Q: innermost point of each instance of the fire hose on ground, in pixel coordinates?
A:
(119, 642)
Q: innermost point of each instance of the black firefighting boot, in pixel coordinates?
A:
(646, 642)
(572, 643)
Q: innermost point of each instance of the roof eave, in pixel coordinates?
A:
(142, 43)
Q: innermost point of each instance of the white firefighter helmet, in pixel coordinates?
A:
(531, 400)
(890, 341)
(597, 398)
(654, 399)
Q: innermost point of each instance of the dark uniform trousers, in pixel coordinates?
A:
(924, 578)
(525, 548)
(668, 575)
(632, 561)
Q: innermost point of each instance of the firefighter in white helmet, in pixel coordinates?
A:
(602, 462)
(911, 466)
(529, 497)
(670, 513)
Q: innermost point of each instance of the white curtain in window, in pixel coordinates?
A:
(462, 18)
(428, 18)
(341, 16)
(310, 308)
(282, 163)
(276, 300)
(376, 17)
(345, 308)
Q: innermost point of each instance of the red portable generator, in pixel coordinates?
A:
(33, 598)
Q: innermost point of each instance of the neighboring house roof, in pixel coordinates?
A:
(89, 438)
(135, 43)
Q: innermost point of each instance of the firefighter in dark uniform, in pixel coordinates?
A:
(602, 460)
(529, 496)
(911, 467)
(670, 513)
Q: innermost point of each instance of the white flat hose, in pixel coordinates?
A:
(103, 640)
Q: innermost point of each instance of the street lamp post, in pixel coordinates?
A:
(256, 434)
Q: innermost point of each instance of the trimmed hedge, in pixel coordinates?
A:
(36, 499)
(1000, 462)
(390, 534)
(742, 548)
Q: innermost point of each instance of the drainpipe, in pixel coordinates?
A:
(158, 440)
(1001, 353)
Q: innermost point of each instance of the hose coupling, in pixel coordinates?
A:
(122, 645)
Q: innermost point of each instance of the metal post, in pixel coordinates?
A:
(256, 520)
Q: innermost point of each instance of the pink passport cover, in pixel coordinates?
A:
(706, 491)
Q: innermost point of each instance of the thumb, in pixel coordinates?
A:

▬▬▬▬▬▬▬▬▬▬

__TASK DESCRIPTION__. Provide an exact reproduction of all the entries shown above.

__EXERCISE RESPONSE__.
Q: innermost point of each instance of the fire hose on ground, in pixel coordinates?
A:
(119, 642)
Q: innermost point of each instance of the black firefighting boot, in pixel coordinates?
A:
(646, 642)
(572, 643)
Q: innermost point of each instance of the roof eave, in pixel coordinates?
A:
(142, 43)
Q: innermost point of each instance of the white firefighter helmet, in pixel coordinates?
A:
(531, 400)
(890, 341)
(597, 398)
(654, 399)
Q: innermost point of each instance of the dark uniform trousers, in pixel coordinates?
A:
(924, 578)
(525, 548)
(668, 575)
(632, 561)
Q: innermost point of each instance of the firefighter in white helmet, in pixel coordinates?
A:
(602, 462)
(911, 466)
(529, 497)
(670, 513)
Q: innermost point of each instance of the white curtain in window, in pixel coordinates?
A:
(462, 18)
(428, 18)
(341, 16)
(310, 308)
(282, 163)
(276, 300)
(376, 17)
(345, 308)
Q: innermost point of each instance of the red portable generator, in pixel coordinates?
A:
(33, 598)
Q: innermost point of each instance of the neighboring house roof, in pixel coordinates?
A:
(89, 438)
(135, 43)
Q: innermost point of each instance of the firefighter in dark uniform, in pixel coordinates?
A:
(602, 460)
(529, 496)
(911, 467)
(670, 513)
Q: innermost point of each instance of the white flat hose, in pixel coordinates?
A:
(103, 640)
Q: innermost point of each instance of the street lamp post, in pixel coordinates?
A:
(256, 434)
Q: innermost point of each instance of the trimmed hedge, in pixel coordinates?
A:
(36, 499)
(1000, 462)
(390, 534)
(742, 548)
Q: innermost point of each instance of the drainpipe, in pixel coordinates?
A:
(158, 440)
(1001, 353)
Q: innermost point of each instance of the hose coupling, in pixel coordinates?
A:
(122, 645)
Q: innermost point of each instance of the metal post, in pixel coordinates?
A:
(256, 520)
Q: innermost point of each instance of the pink passport cover, in pixel coordinates?
A:
(706, 491)
Q: innermost point of each instance of the thumb, in pixel coordinates?
A:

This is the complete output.